---- Provided records

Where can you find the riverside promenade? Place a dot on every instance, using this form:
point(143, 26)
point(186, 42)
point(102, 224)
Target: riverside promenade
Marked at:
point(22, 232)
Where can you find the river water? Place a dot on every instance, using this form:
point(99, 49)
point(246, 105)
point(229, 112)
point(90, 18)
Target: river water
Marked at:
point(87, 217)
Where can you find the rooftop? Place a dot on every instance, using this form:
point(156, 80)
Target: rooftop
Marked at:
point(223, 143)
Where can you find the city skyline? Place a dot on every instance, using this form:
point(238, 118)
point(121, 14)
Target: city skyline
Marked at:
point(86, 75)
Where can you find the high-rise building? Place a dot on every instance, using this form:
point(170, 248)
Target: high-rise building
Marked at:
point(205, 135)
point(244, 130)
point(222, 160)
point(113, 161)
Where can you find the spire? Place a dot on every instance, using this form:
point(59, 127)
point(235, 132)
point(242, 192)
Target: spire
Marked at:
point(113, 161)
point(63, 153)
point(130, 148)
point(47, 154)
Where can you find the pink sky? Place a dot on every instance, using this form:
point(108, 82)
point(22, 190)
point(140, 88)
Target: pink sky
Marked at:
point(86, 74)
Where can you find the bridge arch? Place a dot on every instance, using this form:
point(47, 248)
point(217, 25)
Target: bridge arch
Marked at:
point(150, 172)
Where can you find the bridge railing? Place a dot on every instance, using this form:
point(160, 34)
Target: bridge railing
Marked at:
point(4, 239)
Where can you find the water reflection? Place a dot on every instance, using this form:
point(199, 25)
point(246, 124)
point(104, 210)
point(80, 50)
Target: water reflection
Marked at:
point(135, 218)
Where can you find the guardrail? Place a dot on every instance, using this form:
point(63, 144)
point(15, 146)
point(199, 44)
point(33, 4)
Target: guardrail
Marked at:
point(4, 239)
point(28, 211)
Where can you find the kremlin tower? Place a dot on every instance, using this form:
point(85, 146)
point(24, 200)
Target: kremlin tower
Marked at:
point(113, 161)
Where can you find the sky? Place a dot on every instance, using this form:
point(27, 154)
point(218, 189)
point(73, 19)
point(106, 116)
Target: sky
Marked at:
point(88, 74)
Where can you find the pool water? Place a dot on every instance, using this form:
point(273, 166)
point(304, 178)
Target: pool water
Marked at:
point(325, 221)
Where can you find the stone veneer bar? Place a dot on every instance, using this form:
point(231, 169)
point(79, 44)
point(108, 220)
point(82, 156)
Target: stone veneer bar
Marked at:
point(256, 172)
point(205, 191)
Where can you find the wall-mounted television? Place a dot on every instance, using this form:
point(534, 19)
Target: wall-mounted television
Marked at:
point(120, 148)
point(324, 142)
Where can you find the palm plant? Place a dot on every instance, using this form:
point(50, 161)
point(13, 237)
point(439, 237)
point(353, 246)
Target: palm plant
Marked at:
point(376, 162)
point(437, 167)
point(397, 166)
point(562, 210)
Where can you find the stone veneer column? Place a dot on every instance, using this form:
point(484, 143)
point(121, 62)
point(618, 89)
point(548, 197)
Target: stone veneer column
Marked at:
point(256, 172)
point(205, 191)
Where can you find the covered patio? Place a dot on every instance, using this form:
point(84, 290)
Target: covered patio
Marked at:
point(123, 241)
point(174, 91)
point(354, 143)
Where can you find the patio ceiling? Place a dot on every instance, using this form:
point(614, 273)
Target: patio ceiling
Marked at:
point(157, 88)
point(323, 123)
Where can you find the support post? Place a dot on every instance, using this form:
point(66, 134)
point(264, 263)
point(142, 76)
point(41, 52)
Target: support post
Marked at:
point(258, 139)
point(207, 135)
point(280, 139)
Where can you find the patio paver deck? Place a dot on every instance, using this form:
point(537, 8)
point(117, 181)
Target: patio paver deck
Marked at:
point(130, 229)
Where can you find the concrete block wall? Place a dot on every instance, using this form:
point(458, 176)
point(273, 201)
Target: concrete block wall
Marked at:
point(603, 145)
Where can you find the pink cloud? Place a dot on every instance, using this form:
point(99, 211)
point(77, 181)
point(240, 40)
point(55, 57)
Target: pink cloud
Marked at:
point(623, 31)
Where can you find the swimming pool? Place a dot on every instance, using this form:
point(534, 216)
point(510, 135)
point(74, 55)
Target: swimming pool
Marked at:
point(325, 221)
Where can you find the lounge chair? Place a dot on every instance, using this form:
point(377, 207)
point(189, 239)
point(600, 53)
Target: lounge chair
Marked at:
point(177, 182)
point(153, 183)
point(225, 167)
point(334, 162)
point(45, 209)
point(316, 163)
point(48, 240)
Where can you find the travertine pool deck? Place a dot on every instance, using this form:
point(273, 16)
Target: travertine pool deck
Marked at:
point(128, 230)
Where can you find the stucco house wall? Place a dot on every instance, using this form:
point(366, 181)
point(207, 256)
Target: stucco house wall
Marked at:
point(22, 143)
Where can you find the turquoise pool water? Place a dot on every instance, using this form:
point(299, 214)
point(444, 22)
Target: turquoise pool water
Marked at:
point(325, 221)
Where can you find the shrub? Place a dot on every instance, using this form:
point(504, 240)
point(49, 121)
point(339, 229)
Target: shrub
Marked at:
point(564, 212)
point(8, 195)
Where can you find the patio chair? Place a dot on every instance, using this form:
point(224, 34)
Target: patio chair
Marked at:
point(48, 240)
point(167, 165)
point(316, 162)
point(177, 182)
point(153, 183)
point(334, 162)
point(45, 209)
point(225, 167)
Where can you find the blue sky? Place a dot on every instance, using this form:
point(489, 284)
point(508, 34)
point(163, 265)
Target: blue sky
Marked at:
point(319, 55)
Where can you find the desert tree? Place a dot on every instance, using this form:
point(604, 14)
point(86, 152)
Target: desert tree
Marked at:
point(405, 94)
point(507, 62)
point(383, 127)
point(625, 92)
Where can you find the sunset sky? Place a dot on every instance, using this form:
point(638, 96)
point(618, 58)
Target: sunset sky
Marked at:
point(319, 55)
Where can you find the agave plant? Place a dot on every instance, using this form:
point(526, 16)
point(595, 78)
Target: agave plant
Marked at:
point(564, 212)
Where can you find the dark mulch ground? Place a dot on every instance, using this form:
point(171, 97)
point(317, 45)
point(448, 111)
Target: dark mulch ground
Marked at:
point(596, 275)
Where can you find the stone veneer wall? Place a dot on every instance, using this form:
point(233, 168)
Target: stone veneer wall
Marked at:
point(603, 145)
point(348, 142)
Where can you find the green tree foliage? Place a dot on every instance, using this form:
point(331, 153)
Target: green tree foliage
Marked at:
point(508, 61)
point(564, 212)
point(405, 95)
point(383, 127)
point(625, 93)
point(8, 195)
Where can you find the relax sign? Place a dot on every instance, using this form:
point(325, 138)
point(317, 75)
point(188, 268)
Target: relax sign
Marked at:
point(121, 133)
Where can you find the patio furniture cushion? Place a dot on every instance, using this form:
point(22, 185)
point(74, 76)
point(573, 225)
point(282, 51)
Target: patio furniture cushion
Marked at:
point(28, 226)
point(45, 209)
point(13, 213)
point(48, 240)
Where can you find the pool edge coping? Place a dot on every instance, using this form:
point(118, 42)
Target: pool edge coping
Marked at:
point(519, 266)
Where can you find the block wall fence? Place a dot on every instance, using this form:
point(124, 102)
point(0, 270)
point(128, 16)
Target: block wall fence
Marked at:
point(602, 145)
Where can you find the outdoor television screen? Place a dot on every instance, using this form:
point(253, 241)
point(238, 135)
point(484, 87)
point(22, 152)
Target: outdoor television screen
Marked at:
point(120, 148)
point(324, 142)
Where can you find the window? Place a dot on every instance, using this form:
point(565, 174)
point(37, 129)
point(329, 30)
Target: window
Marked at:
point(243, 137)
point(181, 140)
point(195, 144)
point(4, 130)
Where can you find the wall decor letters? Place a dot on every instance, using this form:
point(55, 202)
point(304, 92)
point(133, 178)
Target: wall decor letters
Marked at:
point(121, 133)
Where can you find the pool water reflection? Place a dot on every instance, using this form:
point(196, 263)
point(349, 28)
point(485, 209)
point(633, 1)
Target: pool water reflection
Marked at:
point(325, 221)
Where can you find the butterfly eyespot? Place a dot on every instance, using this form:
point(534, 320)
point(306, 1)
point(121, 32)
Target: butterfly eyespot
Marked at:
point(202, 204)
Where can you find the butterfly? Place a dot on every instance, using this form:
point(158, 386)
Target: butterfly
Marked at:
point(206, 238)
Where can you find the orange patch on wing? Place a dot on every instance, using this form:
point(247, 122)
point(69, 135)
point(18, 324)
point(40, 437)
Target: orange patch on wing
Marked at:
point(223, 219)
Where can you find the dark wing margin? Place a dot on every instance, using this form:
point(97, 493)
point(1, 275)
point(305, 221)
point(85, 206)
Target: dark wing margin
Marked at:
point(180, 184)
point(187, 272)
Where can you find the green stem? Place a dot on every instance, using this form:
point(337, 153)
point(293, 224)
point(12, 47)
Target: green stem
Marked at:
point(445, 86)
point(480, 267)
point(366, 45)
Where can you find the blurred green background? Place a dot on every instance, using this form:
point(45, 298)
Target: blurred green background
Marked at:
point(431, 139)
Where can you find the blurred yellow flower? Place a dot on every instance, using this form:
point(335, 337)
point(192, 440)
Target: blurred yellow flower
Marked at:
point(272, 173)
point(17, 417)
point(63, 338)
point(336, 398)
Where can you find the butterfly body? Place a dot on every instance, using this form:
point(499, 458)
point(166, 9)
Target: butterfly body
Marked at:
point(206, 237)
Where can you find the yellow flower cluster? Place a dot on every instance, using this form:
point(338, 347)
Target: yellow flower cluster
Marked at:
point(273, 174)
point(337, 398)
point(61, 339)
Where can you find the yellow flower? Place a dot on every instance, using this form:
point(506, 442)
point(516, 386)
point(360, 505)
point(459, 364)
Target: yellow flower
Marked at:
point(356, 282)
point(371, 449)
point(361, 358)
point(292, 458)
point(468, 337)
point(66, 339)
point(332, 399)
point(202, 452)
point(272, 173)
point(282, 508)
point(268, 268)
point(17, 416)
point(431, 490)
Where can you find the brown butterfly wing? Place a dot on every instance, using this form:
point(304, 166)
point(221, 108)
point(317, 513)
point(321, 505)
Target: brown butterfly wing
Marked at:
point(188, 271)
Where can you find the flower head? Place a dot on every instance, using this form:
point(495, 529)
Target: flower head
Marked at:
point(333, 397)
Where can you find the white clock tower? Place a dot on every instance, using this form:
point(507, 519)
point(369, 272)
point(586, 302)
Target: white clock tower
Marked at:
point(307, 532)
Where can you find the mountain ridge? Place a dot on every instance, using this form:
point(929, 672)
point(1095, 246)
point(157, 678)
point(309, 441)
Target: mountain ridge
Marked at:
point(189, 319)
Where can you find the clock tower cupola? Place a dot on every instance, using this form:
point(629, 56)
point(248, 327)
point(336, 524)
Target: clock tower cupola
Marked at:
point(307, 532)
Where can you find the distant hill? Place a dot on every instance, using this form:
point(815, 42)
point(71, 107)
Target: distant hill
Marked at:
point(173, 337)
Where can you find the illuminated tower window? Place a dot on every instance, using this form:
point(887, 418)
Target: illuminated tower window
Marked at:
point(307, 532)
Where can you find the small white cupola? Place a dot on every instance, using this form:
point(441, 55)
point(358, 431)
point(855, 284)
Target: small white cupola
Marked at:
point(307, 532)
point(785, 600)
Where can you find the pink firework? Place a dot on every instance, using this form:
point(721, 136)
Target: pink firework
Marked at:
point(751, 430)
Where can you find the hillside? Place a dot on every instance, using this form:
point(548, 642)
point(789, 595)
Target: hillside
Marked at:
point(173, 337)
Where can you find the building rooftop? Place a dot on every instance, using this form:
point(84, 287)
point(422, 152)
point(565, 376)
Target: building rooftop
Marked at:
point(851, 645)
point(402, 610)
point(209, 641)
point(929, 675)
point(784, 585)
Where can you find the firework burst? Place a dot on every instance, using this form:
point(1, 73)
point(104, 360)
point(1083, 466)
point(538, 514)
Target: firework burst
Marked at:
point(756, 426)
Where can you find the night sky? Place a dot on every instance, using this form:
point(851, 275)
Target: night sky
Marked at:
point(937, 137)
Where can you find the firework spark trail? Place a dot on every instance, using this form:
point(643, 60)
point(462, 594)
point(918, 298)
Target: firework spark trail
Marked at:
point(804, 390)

--------

→ Exercise task
Please convert everything from the beginning of the rows through the line containing "point(223, 143)" (that line included) into a Markdown table with the columns No. and Text, numbering each line and leaving out blank lines.

→ Response
| No. | Text |
|---|---|
| 1 | Where can you find the riverside promenade? Place a dot on every instance, using this form: |
| 2 | point(143, 26) |
| 3 | point(186, 42) |
| 4 | point(102, 224) |
| 5 | Target: riverside promenade |
| 6 | Marked at: |
| 7 | point(22, 232) |
| 8 | Where can you find the river water? Place a dot on every instance, using this form: |
| 9 | point(99, 49) |
| 10 | point(246, 105) |
| 11 | point(229, 112) |
| 12 | point(90, 18) |
| 13 | Target: river water |
| 14 | Marked at: |
| 15 | point(87, 217) |
| 16 | Where can you find the rooftop? Place a dot on every instance, using this form: |
| 17 | point(156, 80) |
| 18 | Target: rooftop |
| 19 | Marked at: |
| 20 | point(223, 143) |